GEGEBENE ANWEISUNG —
Formatiere die Zeilen des folgenden Materials als nummerierte Liste, beginnend mit der ersten Zeile und endend mit der Zeile, die "point(176, 81)" enthält, beide eingeschlossen. Lass Leerzeilen dabei weg.

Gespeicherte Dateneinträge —
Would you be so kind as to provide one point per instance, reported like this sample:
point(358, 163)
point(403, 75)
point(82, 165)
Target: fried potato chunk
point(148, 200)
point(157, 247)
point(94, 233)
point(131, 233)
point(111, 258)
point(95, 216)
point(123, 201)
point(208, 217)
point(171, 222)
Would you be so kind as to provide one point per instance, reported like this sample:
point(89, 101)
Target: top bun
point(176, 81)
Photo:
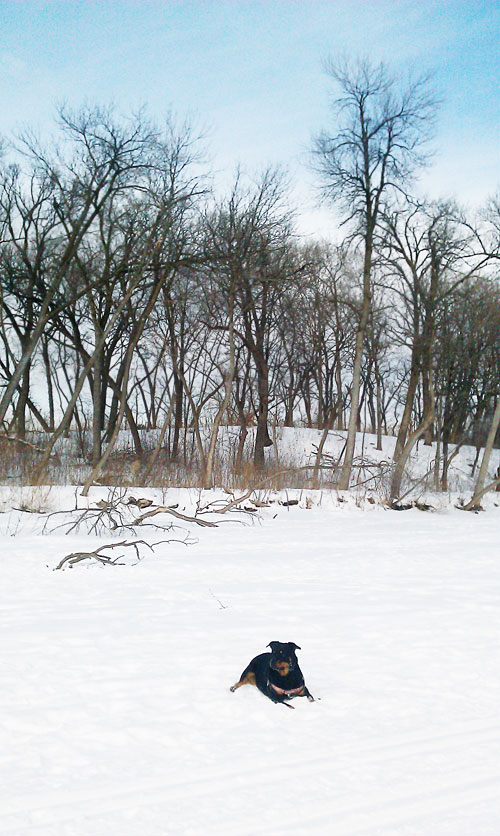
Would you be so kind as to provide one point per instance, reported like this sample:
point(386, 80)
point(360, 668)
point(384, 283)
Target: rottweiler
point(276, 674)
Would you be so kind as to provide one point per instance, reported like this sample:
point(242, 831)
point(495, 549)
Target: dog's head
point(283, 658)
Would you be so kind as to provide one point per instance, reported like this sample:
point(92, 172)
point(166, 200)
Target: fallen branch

ERGEBNIS DER AUFGABE —
1. Would you be so kind as to provide one point per instance, reported like this sample:
2. point(358, 163)
3. point(403, 75)
4. point(82, 165)
5. Target: fried potato chunk
6. point(148, 200)
7. point(157, 247)
8. point(94, 233)
9. point(131, 233)
10. point(111, 258)
11. point(95, 216)
12. point(123, 201)
13. point(208, 217)
14. point(171, 222)
15. Would you be so kind as to provide one point per instance, reported like this sample:
16. point(89, 101)
17. Target: top bun
18. point(176, 81)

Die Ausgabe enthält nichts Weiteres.